(PROBLEM DESCRIPTION):
Which lines below fall between the one containing "In this picture, where can the power" and the one containing "In this picture, where can the forest"? Repeat them exactly, counting both of those lines, and add nothing else.

(GIVEN INFORMATION):
● ● ●

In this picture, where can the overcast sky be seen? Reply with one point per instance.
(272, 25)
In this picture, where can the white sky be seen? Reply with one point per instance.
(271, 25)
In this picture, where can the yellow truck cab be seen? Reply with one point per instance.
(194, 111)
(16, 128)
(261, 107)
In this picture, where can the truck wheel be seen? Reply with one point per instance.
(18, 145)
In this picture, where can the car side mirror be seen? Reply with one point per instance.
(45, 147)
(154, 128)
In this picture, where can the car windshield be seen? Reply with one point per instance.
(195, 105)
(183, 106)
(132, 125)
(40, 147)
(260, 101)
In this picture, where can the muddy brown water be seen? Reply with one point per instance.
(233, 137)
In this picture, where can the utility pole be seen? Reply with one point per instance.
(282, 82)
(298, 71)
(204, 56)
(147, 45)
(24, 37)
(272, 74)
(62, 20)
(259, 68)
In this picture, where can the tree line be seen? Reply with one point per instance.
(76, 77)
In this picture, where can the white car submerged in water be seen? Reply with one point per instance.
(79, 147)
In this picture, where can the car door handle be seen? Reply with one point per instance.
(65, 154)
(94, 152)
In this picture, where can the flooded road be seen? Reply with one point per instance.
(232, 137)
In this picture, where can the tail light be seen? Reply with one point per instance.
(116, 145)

● ● ●

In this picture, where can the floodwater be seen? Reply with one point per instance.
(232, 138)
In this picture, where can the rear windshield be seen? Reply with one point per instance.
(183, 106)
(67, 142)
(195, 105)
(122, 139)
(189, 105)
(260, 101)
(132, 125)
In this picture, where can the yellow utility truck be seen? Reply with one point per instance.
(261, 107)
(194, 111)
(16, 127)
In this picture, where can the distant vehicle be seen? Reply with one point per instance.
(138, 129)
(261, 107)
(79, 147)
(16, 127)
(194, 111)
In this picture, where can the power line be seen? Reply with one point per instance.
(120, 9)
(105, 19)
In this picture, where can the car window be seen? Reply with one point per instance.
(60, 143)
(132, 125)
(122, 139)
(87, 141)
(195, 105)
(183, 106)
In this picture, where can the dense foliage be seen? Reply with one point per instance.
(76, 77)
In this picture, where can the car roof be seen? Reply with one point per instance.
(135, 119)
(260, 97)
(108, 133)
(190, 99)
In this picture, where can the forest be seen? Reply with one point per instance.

● ● ●

(SOLUTION TO THIS PROBLEM):
In this picture, where can the power line be seen? Reply with one point per instance.
(120, 9)
(105, 19)
In this picture, where can the car window be seen? Reply with one point per instance.
(60, 143)
(132, 125)
(122, 139)
(87, 141)
(195, 105)
(183, 106)
In this picture, where can the dense foliage be seen? Reply with one point per instance.
(76, 77)
In this picture, where can the car roof be seen? Reply with one point per instance.
(135, 119)
(260, 97)
(108, 133)
(190, 99)
In this picture, where can the forest be seen? Reply with one point per instance.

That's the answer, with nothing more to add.